• _Exercise goal_: Could you duplicate the local grain economy excerpt below word for word, from "Today the broader" to "enriched white flours."?

A Local Grain Economy
Since local grain production has largely disappeared over the past several decades, the equipment to harvest and mill grains has gone as well. Doug Mosel has for some years now regularly lent his combines to a host of growers for harvesting, including Walton’s Canvas Ranch. Such equipment is prohibitively expensive, particularly for young or beginning farmers, but necessary.
Mosel told writer Leilani Clark in 2014 that he had noticed a substantial growth of interest in growing local grains in recent years, suggesting that you could find a growing local grain movement nationwide, but particularly in Northern California.
“It kind of started up simultaneously in Mendocino, Sonoma, Humboldt, and Lake counties. Farmers showed an interest in trying out grains again.”
Liam UiCearbhaill, the current manager of another local grain endeavor – the Grange Grains project – pointed out to writer Kate Maxwell recently that “within living memory, Mendocino was the primary supplier to the bay area” of a variety of grains, including wheat, oats, and barley. Mills were a much more common feature of local communities.
Today the broader category of field crops represents less than 1% of agricultural production in the region, so little that such crops are not currently tracked in any of the region’s annual county crop reports.
Rebuilding a local grain food chain that stretches from grower to miller to consumer and back again will require considerable time and resources, but yield positive results for our health and environment as we consume more nutritious whole grains that are also beneficial for soils, and eat less highly processed foods made with enriched white flours.

Records excerpted from a collection
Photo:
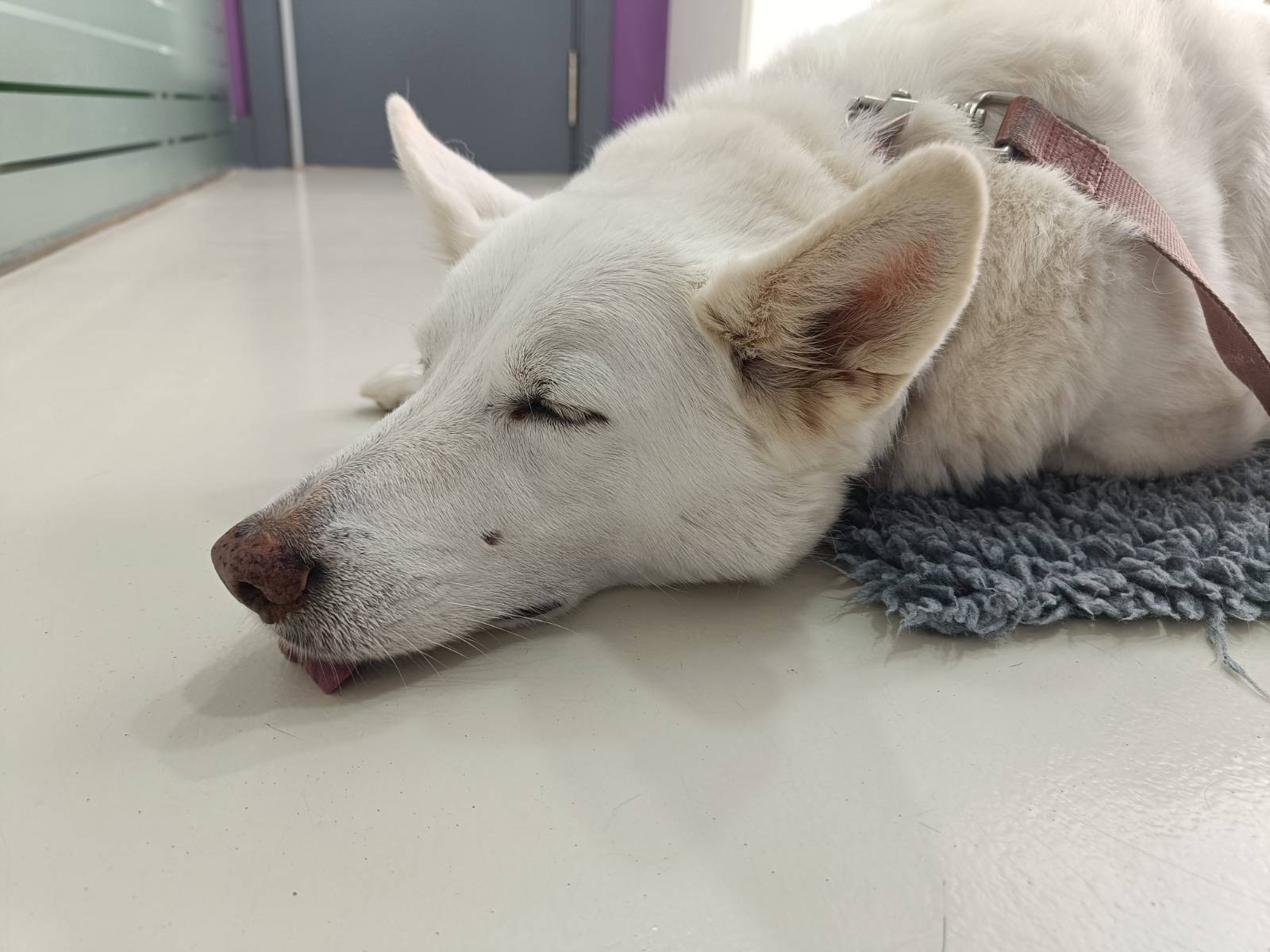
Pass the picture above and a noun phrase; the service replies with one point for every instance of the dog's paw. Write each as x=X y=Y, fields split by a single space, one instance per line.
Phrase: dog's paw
x=394 y=386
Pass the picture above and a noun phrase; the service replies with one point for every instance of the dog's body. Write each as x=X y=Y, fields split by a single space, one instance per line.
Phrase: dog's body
x=668 y=371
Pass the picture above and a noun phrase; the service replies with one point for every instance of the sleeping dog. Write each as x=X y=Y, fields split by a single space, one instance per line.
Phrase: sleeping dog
x=668 y=371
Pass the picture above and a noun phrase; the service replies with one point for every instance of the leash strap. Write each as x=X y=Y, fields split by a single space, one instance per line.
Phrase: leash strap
x=1037 y=133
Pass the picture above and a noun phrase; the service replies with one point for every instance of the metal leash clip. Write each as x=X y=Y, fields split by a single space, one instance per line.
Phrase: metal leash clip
x=895 y=109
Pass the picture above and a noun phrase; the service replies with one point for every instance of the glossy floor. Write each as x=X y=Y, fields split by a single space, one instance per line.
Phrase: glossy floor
x=727 y=768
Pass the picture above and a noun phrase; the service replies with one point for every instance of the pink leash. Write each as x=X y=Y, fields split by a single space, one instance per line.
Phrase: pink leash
x=1034 y=132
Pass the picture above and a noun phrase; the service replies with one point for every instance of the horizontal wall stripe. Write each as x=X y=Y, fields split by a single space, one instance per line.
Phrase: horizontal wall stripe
x=88 y=29
x=35 y=126
x=44 y=205
x=10 y=168
x=106 y=106
x=33 y=51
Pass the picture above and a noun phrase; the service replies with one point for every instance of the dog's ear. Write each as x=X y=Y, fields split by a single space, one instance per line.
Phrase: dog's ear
x=465 y=200
x=838 y=319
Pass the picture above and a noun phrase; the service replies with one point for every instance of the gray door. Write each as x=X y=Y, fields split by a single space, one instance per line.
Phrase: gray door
x=491 y=74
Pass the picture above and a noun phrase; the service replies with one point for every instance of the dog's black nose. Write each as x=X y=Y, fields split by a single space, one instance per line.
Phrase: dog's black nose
x=260 y=571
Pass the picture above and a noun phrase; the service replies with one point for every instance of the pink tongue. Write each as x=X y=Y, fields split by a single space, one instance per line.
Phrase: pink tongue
x=327 y=676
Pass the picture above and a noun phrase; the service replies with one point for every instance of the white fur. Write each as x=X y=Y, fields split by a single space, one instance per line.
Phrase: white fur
x=675 y=285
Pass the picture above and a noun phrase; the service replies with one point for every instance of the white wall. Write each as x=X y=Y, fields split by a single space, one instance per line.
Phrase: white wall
x=774 y=23
x=705 y=38
x=708 y=37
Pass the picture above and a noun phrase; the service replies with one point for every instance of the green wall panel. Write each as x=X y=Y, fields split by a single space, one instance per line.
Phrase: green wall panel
x=44 y=203
x=35 y=126
x=105 y=105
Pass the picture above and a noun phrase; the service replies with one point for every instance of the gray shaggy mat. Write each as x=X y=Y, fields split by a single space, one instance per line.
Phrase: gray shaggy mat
x=1032 y=552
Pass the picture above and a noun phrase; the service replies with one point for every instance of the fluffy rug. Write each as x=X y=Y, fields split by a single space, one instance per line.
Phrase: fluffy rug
x=1032 y=552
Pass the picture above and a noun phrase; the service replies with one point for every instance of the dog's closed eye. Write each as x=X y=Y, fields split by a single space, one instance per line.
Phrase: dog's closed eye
x=541 y=410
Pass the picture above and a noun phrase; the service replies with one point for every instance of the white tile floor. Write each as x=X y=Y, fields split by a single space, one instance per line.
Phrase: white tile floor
x=728 y=768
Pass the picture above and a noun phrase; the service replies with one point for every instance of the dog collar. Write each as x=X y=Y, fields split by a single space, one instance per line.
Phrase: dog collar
x=1032 y=132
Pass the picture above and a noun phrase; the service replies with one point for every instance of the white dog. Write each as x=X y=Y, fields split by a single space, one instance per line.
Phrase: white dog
x=668 y=371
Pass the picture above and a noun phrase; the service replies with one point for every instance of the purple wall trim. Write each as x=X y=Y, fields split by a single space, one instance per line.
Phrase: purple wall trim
x=639 y=59
x=239 y=101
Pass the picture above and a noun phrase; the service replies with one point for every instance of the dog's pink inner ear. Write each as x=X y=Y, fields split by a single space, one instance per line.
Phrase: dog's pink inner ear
x=837 y=317
x=870 y=325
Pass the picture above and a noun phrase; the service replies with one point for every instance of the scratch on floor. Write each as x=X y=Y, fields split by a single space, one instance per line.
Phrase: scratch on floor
x=614 y=812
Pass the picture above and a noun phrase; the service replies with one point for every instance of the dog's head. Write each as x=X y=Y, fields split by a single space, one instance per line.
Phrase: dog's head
x=613 y=393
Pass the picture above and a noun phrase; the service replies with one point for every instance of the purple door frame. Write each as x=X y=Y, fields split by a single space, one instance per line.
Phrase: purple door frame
x=638 y=59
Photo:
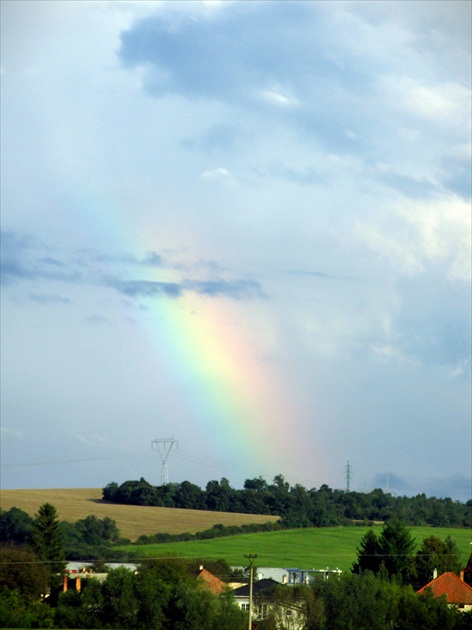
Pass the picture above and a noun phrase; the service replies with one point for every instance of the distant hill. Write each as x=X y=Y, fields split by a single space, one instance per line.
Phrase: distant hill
x=133 y=521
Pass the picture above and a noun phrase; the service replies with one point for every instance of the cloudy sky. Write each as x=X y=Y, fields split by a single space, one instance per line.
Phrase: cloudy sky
x=241 y=225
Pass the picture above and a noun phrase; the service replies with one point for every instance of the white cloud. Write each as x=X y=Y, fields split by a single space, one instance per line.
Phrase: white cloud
x=417 y=233
x=220 y=174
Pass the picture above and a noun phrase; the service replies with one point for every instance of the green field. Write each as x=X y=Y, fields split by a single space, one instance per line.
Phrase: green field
x=333 y=547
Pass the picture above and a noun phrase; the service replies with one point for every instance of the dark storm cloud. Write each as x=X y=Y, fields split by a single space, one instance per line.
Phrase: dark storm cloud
x=236 y=289
x=49 y=299
x=24 y=260
x=232 y=288
x=145 y=288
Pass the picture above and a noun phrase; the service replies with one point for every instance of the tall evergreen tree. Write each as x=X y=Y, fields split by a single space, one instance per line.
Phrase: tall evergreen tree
x=368 y=554
x=47 y=538
x=396 y=547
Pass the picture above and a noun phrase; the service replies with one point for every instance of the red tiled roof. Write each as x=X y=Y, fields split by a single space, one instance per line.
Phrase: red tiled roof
x=456 y=590
x=212 y=582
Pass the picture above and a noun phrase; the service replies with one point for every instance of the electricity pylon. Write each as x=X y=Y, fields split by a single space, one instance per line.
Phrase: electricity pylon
x=164 y=447
x=348 y=476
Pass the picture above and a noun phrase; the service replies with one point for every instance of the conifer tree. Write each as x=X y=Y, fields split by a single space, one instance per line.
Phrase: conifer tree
x=47 y=538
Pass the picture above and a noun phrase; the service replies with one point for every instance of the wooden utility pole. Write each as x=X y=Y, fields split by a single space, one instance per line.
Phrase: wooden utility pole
x=251 y=578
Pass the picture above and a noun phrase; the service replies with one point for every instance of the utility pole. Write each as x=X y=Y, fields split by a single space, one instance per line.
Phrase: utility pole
x=348 y=476
x=251 y=576
x=164 y=447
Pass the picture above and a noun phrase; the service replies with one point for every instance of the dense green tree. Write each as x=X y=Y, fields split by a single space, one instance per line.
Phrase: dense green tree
x=396 y=547
x=368 y=554
x=21 y=570
x=16 y=612
x=47 y=538
x=296 y=505
x=219 y=495
x=120 y=602
x=16 y=526
x=189 y=496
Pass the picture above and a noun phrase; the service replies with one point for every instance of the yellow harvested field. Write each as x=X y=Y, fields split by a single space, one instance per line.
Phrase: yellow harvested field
x=132 y=520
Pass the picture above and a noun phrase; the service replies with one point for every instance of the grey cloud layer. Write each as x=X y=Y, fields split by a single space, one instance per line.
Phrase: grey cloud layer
x=22 y=259
x=353 y=78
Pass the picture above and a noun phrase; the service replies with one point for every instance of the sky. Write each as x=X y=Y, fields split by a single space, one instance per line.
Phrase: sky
x=243 y=226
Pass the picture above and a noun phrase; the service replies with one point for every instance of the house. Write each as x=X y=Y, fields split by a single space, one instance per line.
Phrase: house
x=458 y=593
x=288 y=614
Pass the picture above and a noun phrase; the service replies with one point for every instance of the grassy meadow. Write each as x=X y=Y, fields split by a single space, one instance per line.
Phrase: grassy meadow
x=133 y=521
x=314 y=548
x=317 y=548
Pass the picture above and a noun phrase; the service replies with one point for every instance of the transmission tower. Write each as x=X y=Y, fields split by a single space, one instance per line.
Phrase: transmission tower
x=164 y=447
x=348 y=476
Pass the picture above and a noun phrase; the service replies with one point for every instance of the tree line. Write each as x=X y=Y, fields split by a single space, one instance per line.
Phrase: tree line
x=296 y=505
x=163 y=593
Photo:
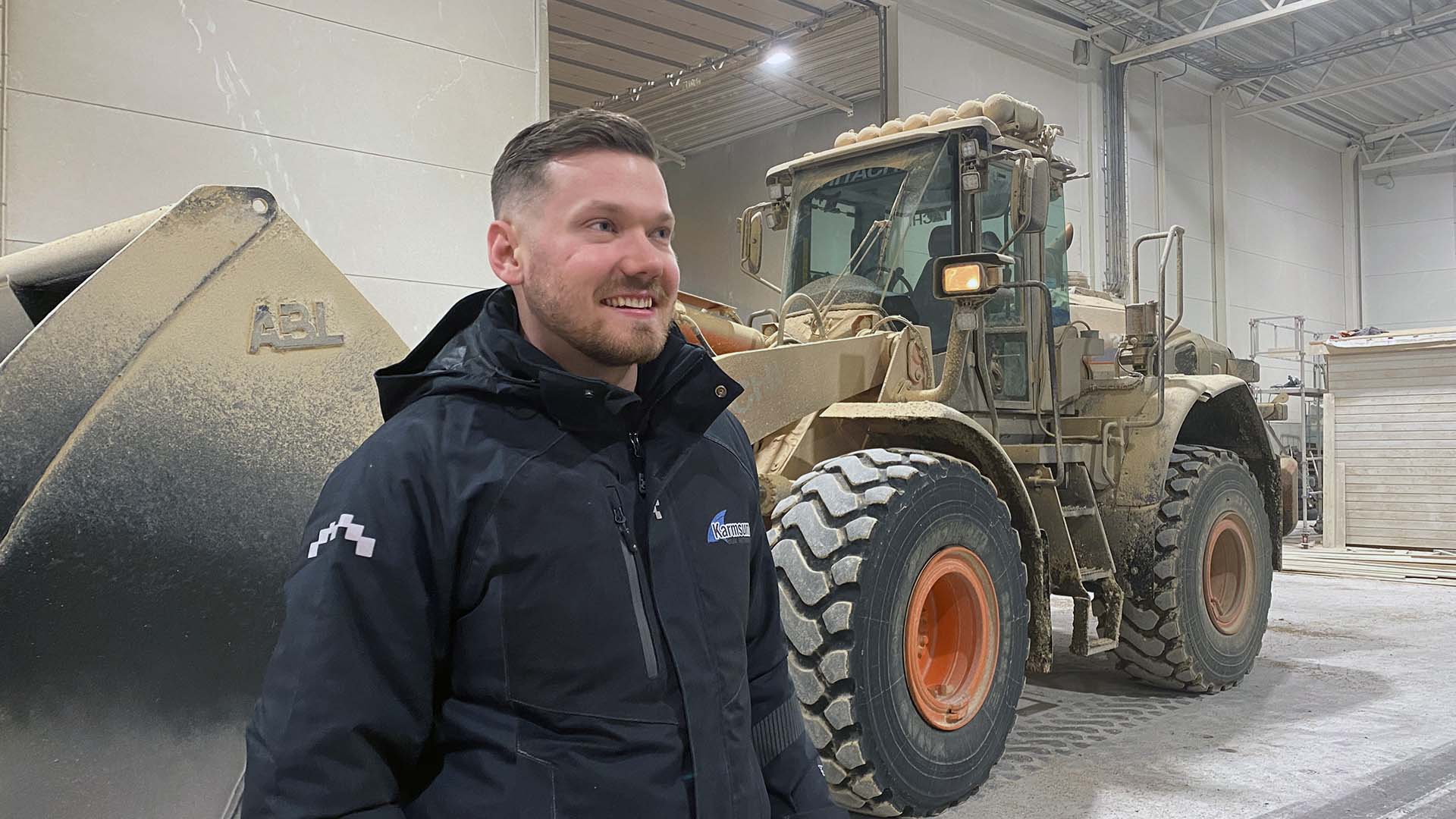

• _Solution for this problem_:
Today the broader category of field crops represents less than 1% of agricultural production in the region, so little that such crops are not currently tracked in any of the region’s annual county crop reports.
Rebuilding a local grain food chain that stretches from grower to miller to consumer and back again will require considerable time and resources, but yield positive results for our health and environment as we consume more nutritious whole grains that are also beneficial for soils, and eat less highly processed foods made with enriched white flours.